[SET TASK]
Can you rewrite the material below with every "instance" replaced by "occurrence" and nothing else changed, leaving the pictures out of your answer?

==== EXERCISE DATA

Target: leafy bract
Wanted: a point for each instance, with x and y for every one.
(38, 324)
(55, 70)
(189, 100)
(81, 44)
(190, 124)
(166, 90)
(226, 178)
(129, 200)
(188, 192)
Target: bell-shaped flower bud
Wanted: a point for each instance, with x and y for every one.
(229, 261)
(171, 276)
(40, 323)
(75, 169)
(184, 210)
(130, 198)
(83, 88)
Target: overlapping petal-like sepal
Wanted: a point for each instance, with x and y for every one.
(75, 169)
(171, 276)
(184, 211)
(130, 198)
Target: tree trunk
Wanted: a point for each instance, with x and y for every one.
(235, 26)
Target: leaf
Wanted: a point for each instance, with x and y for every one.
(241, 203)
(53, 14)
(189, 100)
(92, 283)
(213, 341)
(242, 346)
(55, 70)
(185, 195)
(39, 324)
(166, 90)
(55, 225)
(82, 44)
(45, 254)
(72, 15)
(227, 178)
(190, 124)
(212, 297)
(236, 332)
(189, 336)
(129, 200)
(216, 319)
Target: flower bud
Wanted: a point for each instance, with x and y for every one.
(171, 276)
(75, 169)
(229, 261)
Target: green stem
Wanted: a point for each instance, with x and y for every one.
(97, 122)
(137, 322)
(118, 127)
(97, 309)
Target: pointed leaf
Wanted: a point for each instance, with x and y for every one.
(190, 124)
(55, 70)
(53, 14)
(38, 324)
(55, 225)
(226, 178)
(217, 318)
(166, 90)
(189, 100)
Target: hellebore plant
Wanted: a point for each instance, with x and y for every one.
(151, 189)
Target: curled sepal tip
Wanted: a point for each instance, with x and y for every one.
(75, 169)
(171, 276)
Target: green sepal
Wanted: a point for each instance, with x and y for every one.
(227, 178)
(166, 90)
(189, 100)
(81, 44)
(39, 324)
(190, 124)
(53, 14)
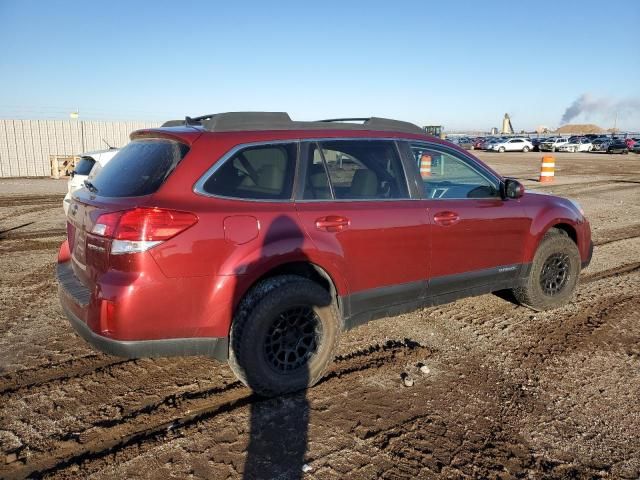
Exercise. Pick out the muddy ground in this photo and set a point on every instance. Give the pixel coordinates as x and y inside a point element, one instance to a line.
<point>508,392</point>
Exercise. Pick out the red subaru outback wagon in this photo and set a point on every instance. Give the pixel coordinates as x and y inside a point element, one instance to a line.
<point>256,239</point>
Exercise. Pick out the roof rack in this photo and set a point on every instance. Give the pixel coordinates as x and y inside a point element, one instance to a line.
<point>239,121</point>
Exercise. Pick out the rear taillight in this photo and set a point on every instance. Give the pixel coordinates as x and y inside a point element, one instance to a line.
<point>140,229</point>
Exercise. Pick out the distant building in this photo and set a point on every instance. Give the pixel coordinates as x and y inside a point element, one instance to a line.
<point>507,128</point>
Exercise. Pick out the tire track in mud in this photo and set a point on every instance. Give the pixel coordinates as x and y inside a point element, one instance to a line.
<point>28,245</point>
<point>46,233</point>
<point>589,187</point>
<point>619,234</point>
<point>22,381</point>
<point>23,200</point>
<point>146,426</point>
<point>610,272</point>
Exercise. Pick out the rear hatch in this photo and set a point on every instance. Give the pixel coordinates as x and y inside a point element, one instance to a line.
<point>125,185</point>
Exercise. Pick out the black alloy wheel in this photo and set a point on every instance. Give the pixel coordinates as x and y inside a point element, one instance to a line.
<point>292,339</point>
<point>555,273</point>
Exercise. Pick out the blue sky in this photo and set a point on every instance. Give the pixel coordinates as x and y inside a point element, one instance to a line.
<point>460,64</point>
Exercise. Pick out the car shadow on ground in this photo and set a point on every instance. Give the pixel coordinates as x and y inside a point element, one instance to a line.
<point>278,426</point>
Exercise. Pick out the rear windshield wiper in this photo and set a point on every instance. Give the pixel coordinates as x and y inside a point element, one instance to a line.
<point>90,186</point>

========

[THE ANSWER]
Target: leafy bract
Wanted: a point for each occurrence, with x and y for every one.
(38, 324)
(55, 70)
(189, 100)
(81, 44)
(190, 124)
(166, 90)
(226, 178)
(129, 200)
(188, 192)
Target: bell-shaped flower bud
Wanted: a point for each occurrence, with x and y for every one.
(229, 261)
(171, 276)
(40, 323)
(75, 169)
(184, 210)
(130, 198)
(83, 88)
Target: overlapping petal-like sepal
Wanted: a point for each occurrence, with x and y for every one.
(75, 169)
(171, 276)
(184, 211)
(130, 198)
Target: tree trunk
Wanted: a point for each occurrence, with x and y for every one.
(235, 26)
Target: leaf
Wanted: a point for each occurrence, with x and y for every one.
(241, 203)
(53, 14)
(189, 100)
(92, 283)
(213, 341)
(242, 346)
(55, 70)
(185, 195)
(39, 324)
(166, 90)
(55, 225)
(82, 44)
(45, 254)
(72, 15)
(227, 178)
(190, 124)
(212, 297)
(236, 332)
(189, 336)
(129, 200)
(216, 319)
Target: flower bud
Wanted: a point for each occurrence, with x and y for every one.
(171, 276)
(75, 169)
(229, 261)
Target: green stem
Wanted: a point for each occurrence, with x and y for every one.
(97, 122)
(137, 322)
(118, 127)
(97, 309)
Target: pointed leaf
Wanted: a point for each occurrence, with x and y for every one.
(190, 124)
(55, 70)
(53, 14)
(38, 324)
(55, 225)
(226, 178)
(217, 318)
(166, 90)
(189, 100)
Target: hellebore plant
Wanted: a point for each occurrence, with x and y for every one.
(151, 189)
Target: curled sepal tip
Wanted: a point for each occurrence, with x and y for every one.
(75, 169)
(171, 276)
Target: green sepal
Wanted: a point for each occurrence, with x and y for every one.
(227, 178)
(166, 90)
(189, 100)
(81, 44)
(39, 324)
(190, 124)
(53, 14)
Exercise. Pick out the muddy ground in this photo and set a point on every occurrence. Give the pixel coordinates as x and y inside a point element, one occurrence to a line.
<point>508,392</point>
Exercise. Pick out the red subaru outback wagon in this photo and set a point on every occurrence. Give the pixel coordinates as x and y inside a point element, one occurrence to a line.
<point>256,239</point>
Exercise. Pick out the roof rack in this photo and set a point on every occurrence. Give the pixel coordinates as x and y inside a point element, one occurrence to a line.
<point>239,121</point>
Exercise. Pick out the rear taillight in this photo and set a point on every occurrence. Give the pixel coordinates as x and y inside a point element, one occurrence to a line.
<point>140,229</point>
Exercise. Pick out the distant building in this photo and set a point on every occurrence. Give the pixel coordinates as x and y inside a point element, one occurrence to a line.
<point>507,128</point>
Exercise. Pick out the tire track in mud in this photo and set a point on every occurrence. Give the pixel coordinates as x and y inside a point element, one occurrence to a line.
<point>28,245</point>
<point>46,233</point>
<point>589,187</point>
<point>619,234</point>
<point>22,381</point>
<point>23,200</point>
<point>146,426</point>
<point>610,272</point>
Exercise. Pick out the rear hatch in this photo and set a point on every occurrence. Give the pixel coordinates as x and y inside a point element, one occurrence to a line.
<point>125,185</point>
Exercise. Pick out the black alloy wheel in this photo and set a point on every occurrence. Give the pixel coordinates as x and y inside a point element, one occurrence to a line.
<point>292,339</point>
<point>555,273</point>
Exercise. Pick out the blue sky in this photo and set a point on every occurrence. Give the pixel coordinates as x and y inside a point element, one occurrence to a line.
<point>460,64</point>
Exercise. Pick out the car shadow on ground in this photo and set a point on every occurrence. Give the pixel coordinates as x and y inside a point element, one occurrence to a line.
<point>278,426</point>
Exercise. Pick out the rear windshield wiper in this photo and set a point on every occurrence. Give the pixel coordinates as x and y inside a point element, one occurrence to a line.
<point>90,186</point>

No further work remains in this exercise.